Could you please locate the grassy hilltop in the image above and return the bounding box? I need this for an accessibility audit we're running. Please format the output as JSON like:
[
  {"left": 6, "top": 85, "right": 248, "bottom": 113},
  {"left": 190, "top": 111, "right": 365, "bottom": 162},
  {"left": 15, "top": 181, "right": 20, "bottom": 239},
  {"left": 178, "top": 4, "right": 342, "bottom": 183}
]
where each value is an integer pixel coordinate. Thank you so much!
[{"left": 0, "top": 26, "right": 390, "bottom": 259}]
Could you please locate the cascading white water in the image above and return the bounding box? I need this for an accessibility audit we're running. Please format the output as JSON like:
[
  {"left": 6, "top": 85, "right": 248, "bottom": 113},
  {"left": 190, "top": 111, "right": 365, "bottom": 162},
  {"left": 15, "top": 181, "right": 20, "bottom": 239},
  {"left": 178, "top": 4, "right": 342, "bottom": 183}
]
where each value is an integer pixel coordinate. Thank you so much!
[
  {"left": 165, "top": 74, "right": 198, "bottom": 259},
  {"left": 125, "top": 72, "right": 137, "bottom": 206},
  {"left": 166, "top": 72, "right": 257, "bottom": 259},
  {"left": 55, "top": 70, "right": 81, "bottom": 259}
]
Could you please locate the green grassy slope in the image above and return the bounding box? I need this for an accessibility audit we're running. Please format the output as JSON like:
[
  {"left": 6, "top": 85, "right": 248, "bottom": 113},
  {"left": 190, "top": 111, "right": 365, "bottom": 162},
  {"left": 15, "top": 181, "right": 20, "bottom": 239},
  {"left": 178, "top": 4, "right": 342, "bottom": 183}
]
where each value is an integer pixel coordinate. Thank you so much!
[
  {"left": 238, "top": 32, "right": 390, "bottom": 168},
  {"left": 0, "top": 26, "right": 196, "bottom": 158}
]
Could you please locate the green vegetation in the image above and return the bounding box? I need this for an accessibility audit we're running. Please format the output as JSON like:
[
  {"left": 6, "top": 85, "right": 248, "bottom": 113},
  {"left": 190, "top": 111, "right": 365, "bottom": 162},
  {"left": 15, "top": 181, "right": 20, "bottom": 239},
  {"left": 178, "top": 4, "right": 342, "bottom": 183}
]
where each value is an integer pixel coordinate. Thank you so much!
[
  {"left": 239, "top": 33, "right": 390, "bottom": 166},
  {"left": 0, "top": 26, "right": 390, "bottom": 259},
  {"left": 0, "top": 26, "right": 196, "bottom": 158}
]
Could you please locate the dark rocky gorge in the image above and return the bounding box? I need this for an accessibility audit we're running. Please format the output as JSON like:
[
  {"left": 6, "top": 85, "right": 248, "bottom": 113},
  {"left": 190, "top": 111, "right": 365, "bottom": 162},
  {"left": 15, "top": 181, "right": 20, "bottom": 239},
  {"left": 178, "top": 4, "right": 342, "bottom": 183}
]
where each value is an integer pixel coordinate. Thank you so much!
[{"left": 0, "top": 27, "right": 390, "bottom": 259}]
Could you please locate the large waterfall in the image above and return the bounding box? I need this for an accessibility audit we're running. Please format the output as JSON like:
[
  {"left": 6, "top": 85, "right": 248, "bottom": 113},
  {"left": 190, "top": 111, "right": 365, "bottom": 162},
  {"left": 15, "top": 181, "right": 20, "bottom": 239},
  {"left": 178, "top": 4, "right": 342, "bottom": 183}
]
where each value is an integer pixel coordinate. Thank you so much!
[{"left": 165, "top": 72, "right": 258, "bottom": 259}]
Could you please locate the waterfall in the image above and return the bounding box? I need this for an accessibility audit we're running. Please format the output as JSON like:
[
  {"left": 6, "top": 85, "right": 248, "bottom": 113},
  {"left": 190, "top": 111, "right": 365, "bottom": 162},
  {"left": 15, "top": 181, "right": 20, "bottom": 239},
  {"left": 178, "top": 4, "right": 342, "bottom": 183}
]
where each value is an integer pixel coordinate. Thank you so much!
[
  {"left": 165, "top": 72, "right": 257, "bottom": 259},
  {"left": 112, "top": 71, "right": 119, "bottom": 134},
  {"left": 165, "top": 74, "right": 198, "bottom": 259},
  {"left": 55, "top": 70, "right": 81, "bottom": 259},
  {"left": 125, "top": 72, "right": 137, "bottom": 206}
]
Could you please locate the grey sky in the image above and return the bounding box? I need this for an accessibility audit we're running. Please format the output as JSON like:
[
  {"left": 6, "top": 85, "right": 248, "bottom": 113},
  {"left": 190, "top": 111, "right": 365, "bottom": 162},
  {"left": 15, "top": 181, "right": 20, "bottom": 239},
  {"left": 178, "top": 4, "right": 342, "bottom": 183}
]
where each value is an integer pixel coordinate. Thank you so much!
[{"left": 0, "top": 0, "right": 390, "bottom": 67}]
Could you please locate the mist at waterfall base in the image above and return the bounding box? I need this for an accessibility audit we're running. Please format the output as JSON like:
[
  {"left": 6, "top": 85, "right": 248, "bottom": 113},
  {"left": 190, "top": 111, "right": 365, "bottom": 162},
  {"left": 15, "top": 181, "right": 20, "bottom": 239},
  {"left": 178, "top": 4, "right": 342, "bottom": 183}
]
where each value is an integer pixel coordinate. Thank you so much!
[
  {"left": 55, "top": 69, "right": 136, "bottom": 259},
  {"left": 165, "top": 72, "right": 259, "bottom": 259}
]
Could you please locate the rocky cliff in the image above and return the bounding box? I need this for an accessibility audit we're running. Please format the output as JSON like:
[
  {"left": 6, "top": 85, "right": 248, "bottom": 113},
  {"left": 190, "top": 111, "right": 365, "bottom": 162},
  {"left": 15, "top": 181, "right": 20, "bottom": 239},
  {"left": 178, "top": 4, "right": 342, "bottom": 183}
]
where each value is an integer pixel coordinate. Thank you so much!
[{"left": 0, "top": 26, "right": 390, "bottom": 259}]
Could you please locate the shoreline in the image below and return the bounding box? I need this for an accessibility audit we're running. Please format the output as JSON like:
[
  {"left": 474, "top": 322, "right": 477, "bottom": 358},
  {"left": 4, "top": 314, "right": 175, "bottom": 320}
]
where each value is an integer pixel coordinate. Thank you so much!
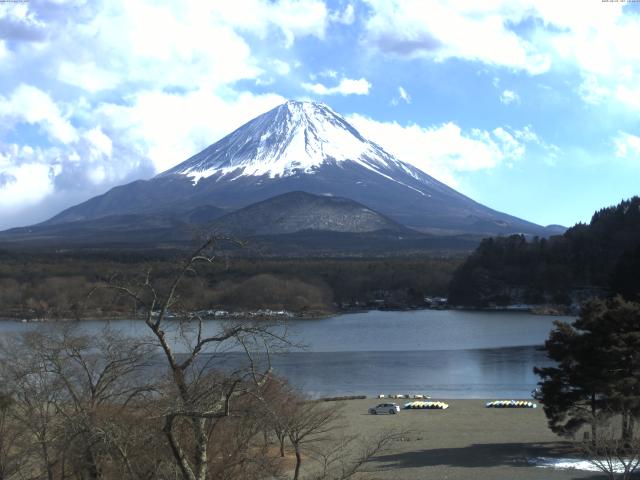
[
  {"left": 0, "top": 305, "right": 577, "bottom": 323},
  {"left": 327, "top": 398, "right": 602, "bottom": 480}
]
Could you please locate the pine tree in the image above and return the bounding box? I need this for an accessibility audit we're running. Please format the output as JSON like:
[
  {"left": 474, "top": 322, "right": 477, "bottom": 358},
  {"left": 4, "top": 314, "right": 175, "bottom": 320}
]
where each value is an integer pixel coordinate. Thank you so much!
[{"left": 534, "top": 297, "right": 640, "bottom": 442}]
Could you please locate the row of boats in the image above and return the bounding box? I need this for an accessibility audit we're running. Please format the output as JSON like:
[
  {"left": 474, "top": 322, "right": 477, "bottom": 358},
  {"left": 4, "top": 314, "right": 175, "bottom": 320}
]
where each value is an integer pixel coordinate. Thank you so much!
[
  {"left": 486, "top": 400, "right": 537, "bottom": 408},
  {"left": 404, "top": 400, "right": 537, "bottom": 410},
  {"left": 404, "top": 402, "right": 449, "bottom": 410}
]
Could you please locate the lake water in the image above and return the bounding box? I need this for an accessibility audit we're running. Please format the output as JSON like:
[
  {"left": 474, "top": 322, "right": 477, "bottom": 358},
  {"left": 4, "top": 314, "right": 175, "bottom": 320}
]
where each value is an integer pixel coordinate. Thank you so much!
[{"left": 0, "top": 310, "right": 571, "bottom": 398}]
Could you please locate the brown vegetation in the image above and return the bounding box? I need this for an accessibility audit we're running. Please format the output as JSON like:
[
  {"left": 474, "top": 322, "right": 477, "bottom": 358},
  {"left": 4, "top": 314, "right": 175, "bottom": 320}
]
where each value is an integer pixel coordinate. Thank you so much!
[{"left": 0, "top": 251, "right": 461, "bottom": 319}]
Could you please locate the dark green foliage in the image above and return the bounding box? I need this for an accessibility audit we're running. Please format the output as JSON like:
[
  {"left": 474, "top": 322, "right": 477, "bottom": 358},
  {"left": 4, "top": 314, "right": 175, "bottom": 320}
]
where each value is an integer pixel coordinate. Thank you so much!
[
  {"left": 535, "top": 297, "right": 640, "bottom": 441},
  {"left": 449, "top": 197, "right": 640, "bottom": 306},
  {"left": 0, "top": 251, "right": 461, "bottom": 318}
]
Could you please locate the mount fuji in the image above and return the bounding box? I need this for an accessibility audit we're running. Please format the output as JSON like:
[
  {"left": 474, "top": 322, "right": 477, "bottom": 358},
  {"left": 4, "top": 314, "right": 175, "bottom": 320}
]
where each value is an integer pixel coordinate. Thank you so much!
[{"left": 1, "top": 101, "right": 555, "bottom": 251}]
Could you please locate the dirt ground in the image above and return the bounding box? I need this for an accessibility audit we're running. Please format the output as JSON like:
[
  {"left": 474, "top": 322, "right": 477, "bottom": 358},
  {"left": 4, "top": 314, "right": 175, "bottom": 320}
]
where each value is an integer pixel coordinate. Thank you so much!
[{"left": 324, "top": 399, "right": 606, "bottom": 480}]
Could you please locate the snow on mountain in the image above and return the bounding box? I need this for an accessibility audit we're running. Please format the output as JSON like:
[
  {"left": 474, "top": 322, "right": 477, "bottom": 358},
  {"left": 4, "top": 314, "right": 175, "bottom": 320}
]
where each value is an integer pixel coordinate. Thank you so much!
[
  {"left": 161, "top": 101, "right": 424, "bottom": 193},
  {"left": 45, "top": 101, "right": 546, "bottom": 235}
]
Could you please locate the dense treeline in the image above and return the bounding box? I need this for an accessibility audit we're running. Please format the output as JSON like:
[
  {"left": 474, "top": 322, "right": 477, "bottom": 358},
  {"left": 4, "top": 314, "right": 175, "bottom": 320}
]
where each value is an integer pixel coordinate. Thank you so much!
[
  {"left": 0, "top": 251, "right": 461, "bottom": 318},
  {"left": 449, "top": 197, "right": 640, "bottom": 306}
]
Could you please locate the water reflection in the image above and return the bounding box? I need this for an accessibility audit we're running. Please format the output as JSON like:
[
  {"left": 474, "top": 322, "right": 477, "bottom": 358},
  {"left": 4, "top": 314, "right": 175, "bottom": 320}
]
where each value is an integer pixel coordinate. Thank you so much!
[{"left": 273, "top": 347, "right": 549, "bottom": 398}]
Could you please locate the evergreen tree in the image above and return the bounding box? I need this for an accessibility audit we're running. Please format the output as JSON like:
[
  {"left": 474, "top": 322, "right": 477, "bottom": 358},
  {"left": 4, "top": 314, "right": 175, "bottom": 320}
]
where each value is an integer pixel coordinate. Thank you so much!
[{"left": 534, "top": 297, "right": 640, "bottom": 442}]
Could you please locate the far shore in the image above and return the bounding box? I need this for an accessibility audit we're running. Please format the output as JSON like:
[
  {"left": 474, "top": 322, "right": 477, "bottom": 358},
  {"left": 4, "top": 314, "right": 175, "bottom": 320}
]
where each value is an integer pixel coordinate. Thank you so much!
[
  {"left": 318, "top": 398, "right": 605, "bottom": 480},
  {"left": 0, "top": 305, "right": 576, "bottom": 323}
]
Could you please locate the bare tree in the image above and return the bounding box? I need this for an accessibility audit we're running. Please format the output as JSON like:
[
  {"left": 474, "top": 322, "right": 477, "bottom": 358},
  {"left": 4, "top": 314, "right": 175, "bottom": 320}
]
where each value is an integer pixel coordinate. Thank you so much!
[
  {"left": 0, "top": 337, "right": 61, "bottom": 480},
  {"left": 0, "top": 392, "right": 25, "bottom": 480},
  {"left": 581, "top": 414, "right": 640, "bottom": 480},
  {"left": 100, "top": 237, "right": 286, "bottom": 480},
  {"left": 0, "top": 325, "right": 154, "bottom": 480},
  {"left": 310, "top": 430, "right": 408, "bottom": 480},
  {"left": 287, "top": 400, "right": 340, "bottom": 480}
]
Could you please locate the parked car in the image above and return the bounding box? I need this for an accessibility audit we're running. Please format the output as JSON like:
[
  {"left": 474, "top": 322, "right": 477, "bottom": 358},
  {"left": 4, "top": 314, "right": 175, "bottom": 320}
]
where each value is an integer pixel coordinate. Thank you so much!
[{"left": 369, "top": 403, "right": 400, "bottom": 415}]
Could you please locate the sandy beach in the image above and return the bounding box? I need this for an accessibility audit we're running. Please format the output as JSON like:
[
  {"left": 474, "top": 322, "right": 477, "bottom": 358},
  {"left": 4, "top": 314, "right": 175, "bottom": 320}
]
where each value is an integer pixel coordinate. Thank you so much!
[{"left": 324, "top": 399, "right": 605, "bottom": 480}]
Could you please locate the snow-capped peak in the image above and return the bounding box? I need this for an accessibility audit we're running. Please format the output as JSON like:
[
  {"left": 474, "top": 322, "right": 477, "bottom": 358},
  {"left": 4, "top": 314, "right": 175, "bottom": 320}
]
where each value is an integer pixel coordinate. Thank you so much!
[{"left": 162, "top": 101, "right": 407, "bottom": 183}]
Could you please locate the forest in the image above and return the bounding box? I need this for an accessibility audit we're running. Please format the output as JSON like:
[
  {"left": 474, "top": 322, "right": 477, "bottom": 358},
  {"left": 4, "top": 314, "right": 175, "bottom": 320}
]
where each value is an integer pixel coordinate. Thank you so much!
[
  {"left": 0, "top": 250, "right": 463, "bottom": 319},
  {"left": 449, "top": 197, "right": 640, "bottom": 306}
]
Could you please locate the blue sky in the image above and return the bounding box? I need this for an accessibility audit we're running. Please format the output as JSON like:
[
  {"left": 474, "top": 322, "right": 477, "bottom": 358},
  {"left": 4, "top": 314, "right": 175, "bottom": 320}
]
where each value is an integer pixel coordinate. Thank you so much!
[{"left": 0, "top": 0, "right": 640, "bottom": 228}]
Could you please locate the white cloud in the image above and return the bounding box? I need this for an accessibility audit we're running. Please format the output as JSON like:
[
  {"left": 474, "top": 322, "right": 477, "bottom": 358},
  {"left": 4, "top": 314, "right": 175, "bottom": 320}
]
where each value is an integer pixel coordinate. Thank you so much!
[
  {"left": 0, "top": 163, "right": 55, "bottom": 208},
  {"left": 96, "top": 89, "right": 285, "bottom": 172},
  {"left": 84, "top": 127, "right": 113, "bottom": 157},
  {"left": 364, "top": 0, "right": 551, "bottom": 74},
  {"left": 363, "top": 0, "right": 640, "bottom": 110},
  {"left": 330, "top": 3, "right": 356, "bottom": 25},
  {"left": 613, "top": 132, "right": 640, "bottom": 161},
  {"left": 348, "top": 114, "right": 537, "bottom": 186},
  {"left": 398, "top": 87, "right": 411, "bottom": 103},
  {"left": 578, "top": 73, "right": 612, "bottom": 105},
  {"left": 58, "top": 61, "right": 124, "bottom": 93},
  {"left": 0, "top": 0, "right": 338, "bottom": 228},
  {"left": 0, "top": 40, "right": 10, "bottom": 61},
  {"left": 302, "top": 78, "right": 371, "bottom": 95},
  {"left": 0, "top": 84, "right": 78, "bottom": 143},
  {"left": 500, "top": 90, "right": 520, "bottom": 105},
  {"left": 271, "top": 59, "right": 291, "bottom": 75}
]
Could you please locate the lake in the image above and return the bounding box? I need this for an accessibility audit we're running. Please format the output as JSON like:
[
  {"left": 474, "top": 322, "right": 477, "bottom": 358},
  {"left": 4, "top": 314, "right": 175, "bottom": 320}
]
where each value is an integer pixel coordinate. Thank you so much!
[{"left": 0, "top": 310, "right": 571, "bottom": 398}]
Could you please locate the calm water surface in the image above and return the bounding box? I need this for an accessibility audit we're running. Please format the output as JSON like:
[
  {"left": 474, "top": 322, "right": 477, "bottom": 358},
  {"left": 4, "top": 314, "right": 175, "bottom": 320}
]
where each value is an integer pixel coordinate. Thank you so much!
[{"left": 0, "top": 310, "right": 571, "bottom": 398}]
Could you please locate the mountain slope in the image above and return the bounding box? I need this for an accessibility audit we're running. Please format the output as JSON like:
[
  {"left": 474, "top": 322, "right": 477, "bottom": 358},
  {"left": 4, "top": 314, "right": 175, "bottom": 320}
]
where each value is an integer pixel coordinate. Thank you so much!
[
  {"left": 212, "top": 192, "right": 415, "bottom": 237},
  {"left": 45, "top": 102, "right": 546, "bottom": 235}
]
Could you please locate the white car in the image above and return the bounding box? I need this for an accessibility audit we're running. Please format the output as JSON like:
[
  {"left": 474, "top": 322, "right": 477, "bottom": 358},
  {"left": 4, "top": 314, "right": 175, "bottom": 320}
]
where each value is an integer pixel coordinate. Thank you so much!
[{"left": 369, "top": 403, "right": 400, "bottom": 415}]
|---|
### WRITTEN INSTRUCTION
Reproduce precisely the span of lines that begins at the line containing "Could you please locate the mountain" and ends with the last line of the listing.

### THE REPLY
Could you please locate the mountain slope in the image above and return the bounding box? I need this for an accessibility audit we're running. Please format the output as JSON like:
[
  {"left": 474, "top": 322, "right": 477, "bottom": 358},
  {"left": 4, "top": 314, "right": 175, "bottom": 320}
]
where each value is an integer pixel coordinate. Thank you so much!
[
  {"left": 212, "top": 192, "right": 415, "bottom": 237},
  {"left": 45, "top": 102, "right": 546, "bottom": 235}
]
Could you please locate the white car in the image above and return the bounding box? I need this for an accessibility audit we're running. Please format the output as JSON like:
[
  {"left": 474, "top": 322, "right": 477, "bottom": 358},
  {"left": 4, "top": 314, "right": 175, "bottom": 320}
]
where each value is an integer pixel coordinate. Thank you so much!
[{"left": 369, "top": 403, "right": 400, "bottom": 415}]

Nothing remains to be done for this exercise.